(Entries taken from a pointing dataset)
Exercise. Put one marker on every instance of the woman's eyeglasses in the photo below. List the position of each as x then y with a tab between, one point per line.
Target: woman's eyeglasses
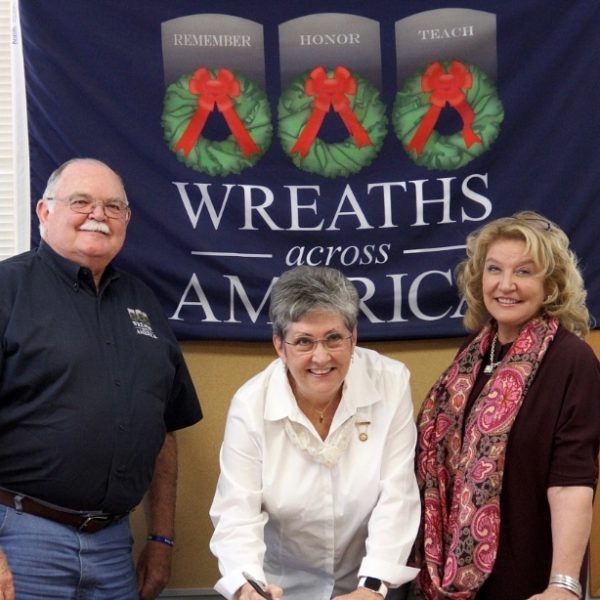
334	341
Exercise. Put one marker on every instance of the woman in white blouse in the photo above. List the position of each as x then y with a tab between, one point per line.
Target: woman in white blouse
317	497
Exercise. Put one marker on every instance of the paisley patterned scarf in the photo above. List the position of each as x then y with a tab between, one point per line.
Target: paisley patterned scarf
460	474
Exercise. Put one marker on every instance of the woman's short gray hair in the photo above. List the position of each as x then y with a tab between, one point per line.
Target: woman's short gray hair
305	289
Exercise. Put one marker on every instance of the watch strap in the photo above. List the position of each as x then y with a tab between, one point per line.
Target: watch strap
373	584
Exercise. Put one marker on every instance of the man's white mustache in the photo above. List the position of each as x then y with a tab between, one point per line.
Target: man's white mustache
95	226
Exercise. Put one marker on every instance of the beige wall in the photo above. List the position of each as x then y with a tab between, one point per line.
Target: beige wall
218	369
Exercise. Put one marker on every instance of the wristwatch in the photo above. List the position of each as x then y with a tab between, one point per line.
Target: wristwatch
373	584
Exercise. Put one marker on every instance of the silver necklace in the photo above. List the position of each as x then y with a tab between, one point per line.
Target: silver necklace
493	364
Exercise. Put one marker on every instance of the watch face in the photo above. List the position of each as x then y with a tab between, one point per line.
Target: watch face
372	584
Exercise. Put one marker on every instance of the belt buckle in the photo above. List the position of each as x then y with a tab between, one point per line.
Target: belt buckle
104	519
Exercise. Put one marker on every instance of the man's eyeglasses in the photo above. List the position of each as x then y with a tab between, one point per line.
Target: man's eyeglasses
113	209
334	341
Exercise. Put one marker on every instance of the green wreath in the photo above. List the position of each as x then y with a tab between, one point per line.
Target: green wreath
303	106
187	105
418	104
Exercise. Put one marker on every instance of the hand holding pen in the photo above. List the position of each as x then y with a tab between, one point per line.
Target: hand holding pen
271	592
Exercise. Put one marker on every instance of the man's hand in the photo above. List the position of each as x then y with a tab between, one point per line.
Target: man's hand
153	570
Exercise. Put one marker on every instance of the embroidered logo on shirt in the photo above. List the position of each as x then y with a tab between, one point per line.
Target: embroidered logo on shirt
141	322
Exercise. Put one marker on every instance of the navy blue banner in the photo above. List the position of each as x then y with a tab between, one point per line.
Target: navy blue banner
368	136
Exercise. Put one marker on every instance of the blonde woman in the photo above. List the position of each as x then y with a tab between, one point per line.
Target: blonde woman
508	436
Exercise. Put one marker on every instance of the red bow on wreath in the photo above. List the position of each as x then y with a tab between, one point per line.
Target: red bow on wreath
445	88
215	92
330	92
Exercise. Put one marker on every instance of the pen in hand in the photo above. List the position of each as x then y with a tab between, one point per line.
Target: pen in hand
260	590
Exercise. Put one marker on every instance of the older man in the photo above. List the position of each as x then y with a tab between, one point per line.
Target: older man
92	387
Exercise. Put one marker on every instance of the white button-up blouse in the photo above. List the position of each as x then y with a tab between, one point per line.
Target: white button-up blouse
313	515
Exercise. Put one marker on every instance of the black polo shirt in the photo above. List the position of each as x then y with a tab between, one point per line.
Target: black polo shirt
89	383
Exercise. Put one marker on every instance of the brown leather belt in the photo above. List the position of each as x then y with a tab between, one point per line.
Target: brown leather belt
85	522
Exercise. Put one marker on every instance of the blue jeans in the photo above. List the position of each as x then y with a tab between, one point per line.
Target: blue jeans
50	560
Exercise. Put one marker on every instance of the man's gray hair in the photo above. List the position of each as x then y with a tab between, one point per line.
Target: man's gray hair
305	289
55	175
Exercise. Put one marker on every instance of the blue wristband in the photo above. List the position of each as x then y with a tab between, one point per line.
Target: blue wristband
161	539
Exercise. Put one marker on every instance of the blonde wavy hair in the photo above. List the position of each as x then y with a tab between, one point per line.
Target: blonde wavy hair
548	246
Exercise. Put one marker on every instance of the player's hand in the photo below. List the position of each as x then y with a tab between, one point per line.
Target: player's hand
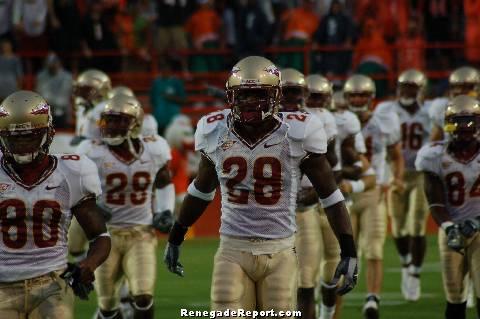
163	221
79	277
347	268
171	256
455	238
470	227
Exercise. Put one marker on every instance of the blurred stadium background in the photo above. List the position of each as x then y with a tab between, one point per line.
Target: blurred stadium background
175	55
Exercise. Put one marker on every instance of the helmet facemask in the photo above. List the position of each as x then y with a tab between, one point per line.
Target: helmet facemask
115	128
253	105
24	146
293	98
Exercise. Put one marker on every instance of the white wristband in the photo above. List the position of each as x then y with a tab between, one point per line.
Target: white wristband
164	199
447	224
357	186
332	199
193	190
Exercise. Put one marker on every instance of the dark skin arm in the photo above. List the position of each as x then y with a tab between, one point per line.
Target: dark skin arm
93	225
434	190
206	182
320	174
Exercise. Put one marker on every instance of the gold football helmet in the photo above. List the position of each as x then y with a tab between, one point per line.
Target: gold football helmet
253	90
121	119
91	87
25	126
411	86
293	90
125	90
462	117
359	92
320	92
464	81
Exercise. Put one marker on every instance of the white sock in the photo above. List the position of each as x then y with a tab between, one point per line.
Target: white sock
326	312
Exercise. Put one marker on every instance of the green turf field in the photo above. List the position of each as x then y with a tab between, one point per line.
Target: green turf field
192	291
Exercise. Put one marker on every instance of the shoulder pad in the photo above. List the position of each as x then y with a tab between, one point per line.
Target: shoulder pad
209	126
297	123
78	165
158	147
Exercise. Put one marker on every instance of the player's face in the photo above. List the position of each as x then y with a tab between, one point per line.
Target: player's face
252	104
318	100
292	98
461	89
24	143
115	126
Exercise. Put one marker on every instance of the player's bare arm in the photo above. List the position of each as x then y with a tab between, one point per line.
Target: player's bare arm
95	229
397	163
196	201
317	169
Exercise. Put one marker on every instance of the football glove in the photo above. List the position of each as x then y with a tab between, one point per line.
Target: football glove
171	256
163	221
72	278
349	269
455	238
470	227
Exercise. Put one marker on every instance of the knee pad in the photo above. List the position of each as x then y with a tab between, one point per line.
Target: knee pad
142	302
456	311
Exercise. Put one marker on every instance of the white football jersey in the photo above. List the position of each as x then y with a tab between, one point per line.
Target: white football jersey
127	186
436	111
415	129
35	219
461	180
92	131
259	182
381	131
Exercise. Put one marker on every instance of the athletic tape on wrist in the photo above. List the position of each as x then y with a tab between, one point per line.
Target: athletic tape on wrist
332	199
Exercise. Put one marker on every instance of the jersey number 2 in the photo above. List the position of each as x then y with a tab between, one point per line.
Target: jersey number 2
19	239
268	182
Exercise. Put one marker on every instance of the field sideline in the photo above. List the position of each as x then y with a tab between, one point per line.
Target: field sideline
192	292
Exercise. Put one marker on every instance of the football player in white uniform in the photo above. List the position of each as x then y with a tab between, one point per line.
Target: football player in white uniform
464	80
90	88
257	156
381	131
39	194
294	93
451	170
408	205
131	167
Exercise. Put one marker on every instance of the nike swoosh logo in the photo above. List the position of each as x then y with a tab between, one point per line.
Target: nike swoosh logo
270	145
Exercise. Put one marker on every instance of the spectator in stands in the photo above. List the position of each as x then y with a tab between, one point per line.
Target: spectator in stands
297	27
97	36
203	27
167	95
6	23
10	70
54	83
250	28
372	56
171	18
336	28
410	49
65	28
472	31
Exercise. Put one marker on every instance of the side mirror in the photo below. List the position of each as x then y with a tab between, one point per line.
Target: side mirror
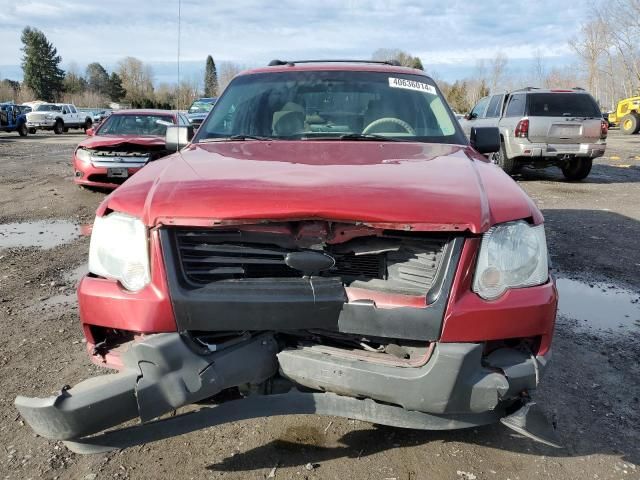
178	136
485	139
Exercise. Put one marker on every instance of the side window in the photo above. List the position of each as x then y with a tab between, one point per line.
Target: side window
495	106
478	110
516	106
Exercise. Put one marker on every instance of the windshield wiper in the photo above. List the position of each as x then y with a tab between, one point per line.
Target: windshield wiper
235	138
368	136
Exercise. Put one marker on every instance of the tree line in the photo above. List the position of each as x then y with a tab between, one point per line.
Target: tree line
131	82
606	48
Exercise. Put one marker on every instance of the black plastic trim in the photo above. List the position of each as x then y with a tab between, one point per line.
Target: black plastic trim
302	303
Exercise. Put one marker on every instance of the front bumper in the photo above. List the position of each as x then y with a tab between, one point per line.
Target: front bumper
556	151
43	125
458	387
92	175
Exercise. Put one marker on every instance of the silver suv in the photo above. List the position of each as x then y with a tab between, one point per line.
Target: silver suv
541	127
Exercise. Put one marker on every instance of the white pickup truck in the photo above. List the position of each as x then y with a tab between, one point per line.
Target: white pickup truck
59	117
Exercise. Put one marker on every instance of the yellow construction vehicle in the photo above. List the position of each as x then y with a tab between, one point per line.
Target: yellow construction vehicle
627	115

*WHAT YOU ARE ASKED TO DO:* Reproduce, word for word, the stretch of the items from the line containing "Exercise. Put one marker on every instance of the front" through the end of the items.

*ANSWER TO THE PROBLEM:*
Exercise. Put one marker on every instance of the front bumper in the photo above. List the position of each as x then y with a tab between, one point per line.
Target: front bumper
556	151
43	125
458	387
92	175
Exercise. Put one marker on every instance of the silver suv in the photo above. List the position of each as x then y with a tab between, one point per line.
Target: silver suv
541	127
Exercise. Put one marker on every instance of the white pickup truck in the photo above. List the position of each as x then y with a tab between, one point per line.
Target: white pickup truck
59	117
Exercise. Put one marker on every instance of the yellow construction vehicle in the photo above. List the position of each as x then y with a tab between, one point per line.
Target: yellow construction vehicle
627	115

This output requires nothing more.